Job: Rewrite the listing from the line with "Report the location of each instance of the polished" through the end of the listing, replacing "polished wood finish" with "varnished wood finish" and keeping everything else unchanged.

#### Provided material

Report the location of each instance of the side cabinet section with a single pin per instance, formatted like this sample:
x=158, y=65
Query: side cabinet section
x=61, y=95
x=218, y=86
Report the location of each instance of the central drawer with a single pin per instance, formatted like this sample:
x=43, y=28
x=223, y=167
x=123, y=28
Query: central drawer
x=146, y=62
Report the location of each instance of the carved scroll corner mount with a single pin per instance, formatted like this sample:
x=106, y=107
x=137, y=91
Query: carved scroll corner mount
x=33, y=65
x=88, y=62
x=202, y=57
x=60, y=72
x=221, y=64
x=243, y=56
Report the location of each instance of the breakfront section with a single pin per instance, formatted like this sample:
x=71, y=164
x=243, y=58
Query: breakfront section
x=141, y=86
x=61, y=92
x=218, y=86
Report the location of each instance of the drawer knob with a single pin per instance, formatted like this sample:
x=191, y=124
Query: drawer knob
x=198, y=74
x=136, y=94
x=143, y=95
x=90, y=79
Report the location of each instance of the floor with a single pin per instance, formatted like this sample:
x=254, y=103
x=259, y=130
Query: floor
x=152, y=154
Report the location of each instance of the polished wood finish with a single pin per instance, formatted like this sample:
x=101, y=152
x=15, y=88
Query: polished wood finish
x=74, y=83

########

Result for this task:
Report the location of each instance of the varnished wood finish with a single pin per instance, formatted like this sample:
x=101, y=152
x=15, y=88
Query: varnished wood finish
x=74, y=83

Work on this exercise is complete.